Metamorfose em Adelaide Hills

Fotografia: DR
Igor Beron

Igor Beron

Adelaide Hills é uma das regiões que mais apelam ao meu emocional no universo do vinho.  Os vinhos, as pessoas, a paisagem. Todos elementos que fazem parte da minha história de vida. Os devastadores foram os fogos no país deixaram um rastro revoltante de destruição: mais de meio milhão de animais morreram, inúmeras casas destruídas e dezenas de feridos.

 

Nesse artigo busco trazer a diversidade à tona. Reforço que nossa percepção do magnífico pode expandir exponencialmente, alcançando alturas que nunca imaginamos pois sempre tivemos o medo de arriscar. Descobrir a diversidade é um risco. É custoso no sentido monetário e de tempo, mas se paga a cada momento que nosso fôlego é roubado por um vinho inesperado. E perdi a conta de quantas vezes isso me aconteceu com os vinhos australianos.

* * * *

• _TAREFAS_:
- 1) No texto sobre Adelaide Hills, que três coisas da região são citadas logo depois de se dizer que ela apela ao emocional?
- 2) Reproduza o trecho do texto sobre Adelaide Hills que começa em "Adelaide Hills é" e vai até "dezenas de feridos.", inclusive.
Os dados vêm de uma fonte diferente da do texto.

• _LINHAS DE DADOS_:

* * * *

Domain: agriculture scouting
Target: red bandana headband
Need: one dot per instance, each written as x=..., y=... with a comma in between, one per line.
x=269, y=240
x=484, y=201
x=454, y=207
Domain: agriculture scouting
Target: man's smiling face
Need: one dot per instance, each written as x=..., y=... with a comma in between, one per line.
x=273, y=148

* * * *

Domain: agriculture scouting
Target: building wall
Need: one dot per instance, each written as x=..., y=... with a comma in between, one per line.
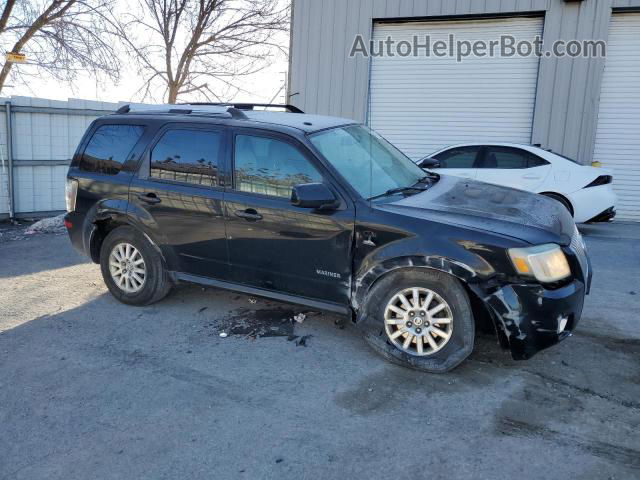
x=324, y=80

* * * *

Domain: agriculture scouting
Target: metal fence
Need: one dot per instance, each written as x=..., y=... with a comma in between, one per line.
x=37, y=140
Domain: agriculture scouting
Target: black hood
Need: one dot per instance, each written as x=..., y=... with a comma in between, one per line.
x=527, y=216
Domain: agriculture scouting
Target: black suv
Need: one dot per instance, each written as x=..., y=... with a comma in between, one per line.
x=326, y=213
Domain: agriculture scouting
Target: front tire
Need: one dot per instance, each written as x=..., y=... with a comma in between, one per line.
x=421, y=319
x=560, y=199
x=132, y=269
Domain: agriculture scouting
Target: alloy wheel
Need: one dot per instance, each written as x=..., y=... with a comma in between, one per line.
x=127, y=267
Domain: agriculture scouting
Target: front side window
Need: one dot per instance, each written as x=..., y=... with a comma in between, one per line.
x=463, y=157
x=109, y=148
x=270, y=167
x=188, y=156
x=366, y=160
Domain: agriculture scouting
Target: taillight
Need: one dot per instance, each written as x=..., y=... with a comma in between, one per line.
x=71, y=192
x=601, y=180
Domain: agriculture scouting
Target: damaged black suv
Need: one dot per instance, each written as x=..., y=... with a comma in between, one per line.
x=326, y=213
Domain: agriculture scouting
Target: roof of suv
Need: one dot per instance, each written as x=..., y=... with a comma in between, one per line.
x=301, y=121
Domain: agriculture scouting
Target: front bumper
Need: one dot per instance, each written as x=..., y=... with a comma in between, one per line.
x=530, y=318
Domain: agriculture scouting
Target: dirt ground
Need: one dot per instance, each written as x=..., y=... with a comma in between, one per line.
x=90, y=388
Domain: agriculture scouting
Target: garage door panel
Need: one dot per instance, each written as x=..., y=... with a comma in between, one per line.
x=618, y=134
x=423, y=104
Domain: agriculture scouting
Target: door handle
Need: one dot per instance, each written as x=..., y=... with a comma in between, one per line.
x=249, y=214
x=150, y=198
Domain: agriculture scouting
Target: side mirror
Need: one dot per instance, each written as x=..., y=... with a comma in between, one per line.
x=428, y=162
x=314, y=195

* * * *

• _RESPOSTAS ESPERADAS_:
- 1) Os vinhos, as pessoas e a paisagem.

- 2)
Adelaide Hills é uma das regiões que mais apelam ao meu emocional no universo do vinho.  Os vinhos, as pessoas, a paisagem. Todos elementos que fazem parte da minha história de vida. Os devastadores foram os fogos no país deixaram um rastro revoltante de destruição: mais de meio milhão de animais morreram, inúmeras casas destruídas e dezenas de feridos.